Rewrite the data below with every instance of "drop one dot" changed to "place one point" and nothing else altered, and leave the pictures out.
———
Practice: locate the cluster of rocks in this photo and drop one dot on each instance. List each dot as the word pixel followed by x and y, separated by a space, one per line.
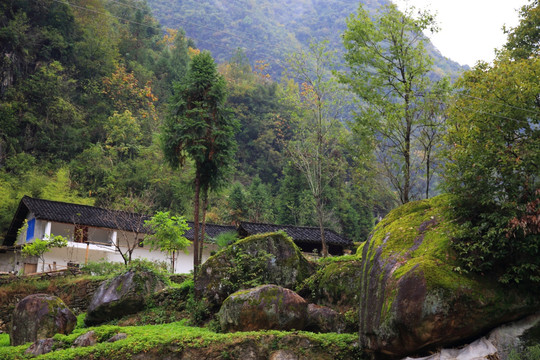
pixel 402 293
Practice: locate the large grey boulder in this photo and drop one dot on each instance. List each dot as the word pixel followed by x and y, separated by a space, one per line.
pixel 322 319
pixel 40 347
pixel 266 307
pixel 271 258
pixel 40 316
pixel 413 296
pixel 125 294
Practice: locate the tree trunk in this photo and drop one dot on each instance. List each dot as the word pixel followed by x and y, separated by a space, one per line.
pixel 427 173
pixel 324 250
pixel 203 227
pixel 407 155
pixel 196 223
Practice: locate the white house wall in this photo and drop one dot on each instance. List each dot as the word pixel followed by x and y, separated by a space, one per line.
pixel 76 253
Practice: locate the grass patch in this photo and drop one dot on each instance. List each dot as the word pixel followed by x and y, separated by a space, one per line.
pixel 4 340
pixel 174 338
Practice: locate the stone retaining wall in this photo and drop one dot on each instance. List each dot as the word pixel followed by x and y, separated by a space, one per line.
pixel 76 295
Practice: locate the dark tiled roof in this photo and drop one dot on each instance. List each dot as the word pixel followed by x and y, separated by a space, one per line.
pixel 298 233
pixel 211 230
pixel 89 216
pixel 73 214
pixel 98 217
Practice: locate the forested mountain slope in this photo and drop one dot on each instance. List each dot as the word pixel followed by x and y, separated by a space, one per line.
pixel 268 30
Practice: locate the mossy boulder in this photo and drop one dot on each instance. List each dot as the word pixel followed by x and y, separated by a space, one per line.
pixel 270 258
pixel 40 316
pixel 336 284
pixel 322 319
pixel 413 295
pixel 123 295
pixel 266 307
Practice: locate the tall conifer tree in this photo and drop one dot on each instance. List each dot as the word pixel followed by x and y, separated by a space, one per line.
pixel 199 127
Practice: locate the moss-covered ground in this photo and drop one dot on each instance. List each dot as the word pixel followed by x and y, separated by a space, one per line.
pixel 177 337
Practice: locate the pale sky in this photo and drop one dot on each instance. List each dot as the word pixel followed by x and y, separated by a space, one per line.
pixel 470 30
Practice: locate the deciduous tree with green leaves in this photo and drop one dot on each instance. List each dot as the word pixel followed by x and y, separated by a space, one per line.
pixel 389 70
pixel 493 168
pixel 41 246
pixel 199 127
pixel 314 150
pixel 167 234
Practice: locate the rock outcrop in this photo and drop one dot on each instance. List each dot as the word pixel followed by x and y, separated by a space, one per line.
pixel 125 294
pixel 322 319
pixel 412 294
pixel 266 307
pixel 40 316
pixel 86 339
pixel 40 347
pixel 256 260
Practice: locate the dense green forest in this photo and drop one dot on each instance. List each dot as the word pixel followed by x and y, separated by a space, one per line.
pixel 93 91
pixel 85 87
pixel 270 30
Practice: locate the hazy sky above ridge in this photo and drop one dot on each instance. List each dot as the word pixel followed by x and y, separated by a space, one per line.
pixel 470 30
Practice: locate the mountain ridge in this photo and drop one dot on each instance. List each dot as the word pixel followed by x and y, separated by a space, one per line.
pixel 267 31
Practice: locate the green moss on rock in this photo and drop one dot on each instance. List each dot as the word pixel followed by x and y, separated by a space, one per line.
pixel 270 258
pixel 412 293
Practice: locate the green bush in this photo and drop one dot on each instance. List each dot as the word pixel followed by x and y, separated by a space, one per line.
pixel 101 268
———
* THE REPLY:
Practice: locate the cluster of rocks in this photo and place one point on each instance. List each dot as the word pixel followed by x and y, separated by a space, one per line.
pixel 402 293
Practice: locate the large grey boulder in this photo and place one point on each instance. List each dot as the word pixel followed by x and y, separated by a space, one per line.
pixel 322 319
pixel 40 347
pixel 266 307
pixel 271 258
pixel 40 316
pixel 413 296
pixel 125 294
Practice: locate the tree trunk in this photo and place one point on each instance. List each dot as the word pixel followed by x and y, separated by a space, one per line.
pixel 427 173
pixel 324 250
pixel 203 227
pixel 407 155
pixel 196 223
Practice: locate the white house wall in this photo and place one point on each instance. List each dot as the word pixel followed by x and y, separated by a space, one per line.
pixel 76 253
Practice: locate the grass patch in this photo and place one point on each instance. List each dot as the word pixel followed by x and y, separated by a space, one per line.
pixel 4 340
pixel 174 338
Practice: locate the stone retaining wall in this photo and place one point on each instance. List each dot as the word pixel followed by x and y, separated by a space, one per line.
pixel 76 295
Practice: locate the dark tiled roof in this photo and place one point on each instance. List each dot as the word pixel followed by x and y, separated by a space, one per line.
pixel 298 233
pixel 211 230
pixel 89 216
pixel 73 214
pixel 98 217
Practice: locate the forested mountain slope in this photo and place one point on each instance. List each dot as the word pixel followed by x and y, separated by a space, one per line.
pixel 268 30
Practice: locate the mossy boulder in this photo and place one point on each instance. List each dot as the word pixel followed by x and y, separated by a space, one per line.
pixel 270 258
pixel 40 316
pixel 336 284
pixel 322 319
pixel 413 295
pixel 123 295
pixel 266 307
Practice: locate the tall conifer tree in this photo and place one point on each instance. List each dot as the word pixel followed by x and y, separated by a space, one per line.
pixel 199 127
Practice: locate the moss-covered ground in this photo and place one point on each instance. List each dot as the word pixel followed by x and y, separated by a space, one per line.
pixel 177 337
Practice: locate the pale sky in this photo and place one point on each instance. List each dot as the word pixel followed by x and y, separated by a space, one per line.
pixel 470 30
Practice: locate the deciduous tree with green leaves in this photo and place one point on each instance. List each dot as the word pixel followed by x and y, separated by a space, one per line.
pixel 389 70
pixel 493 168
pixel 41 246
pixel 199 127
pixel 314 150
pixel 167 234
Practice: locate the rock outcrop in this photo and place one point on each instance. List each dot as the word pixel followed by x and y, separated by a space, one per line.
pixel 125 294
pixel 322 319
pixel 412 294
pixel 266 307
pixel 40 316
pixel 86 339
pixel 40 347
pixel 256 260
Practice: locate the dense green forest in this photo and place one point on each instance. List each dot as the word pixel followed by x and y, separated by a space, one per line.
pixel 93 91
pixel 85 87
pixel 270 30
Practice: locate the hazy sky above ridge in this photo and place one point on each instance. List each dot as the word pixel followed by x and y, separated by a space, one per line.
pixel 470 30
Practice: locate the mountain ridge in this photo and place one point on each instance. List each dot as the word pixel followed by x and y, separated by a space, one per line.
pixel 267 31
Practice: locate the green moss on rock in this photo and place one point on each instance. List each dot as the word pixel followed by x and y, separated by a space, one per line.
pixel 270 258
pixel 412 293
Practice: locate the green bush in this photo and place one point on each instance. List each dot as the word pixel followed by x and y, separated by a space, one per line.
pixel 101 268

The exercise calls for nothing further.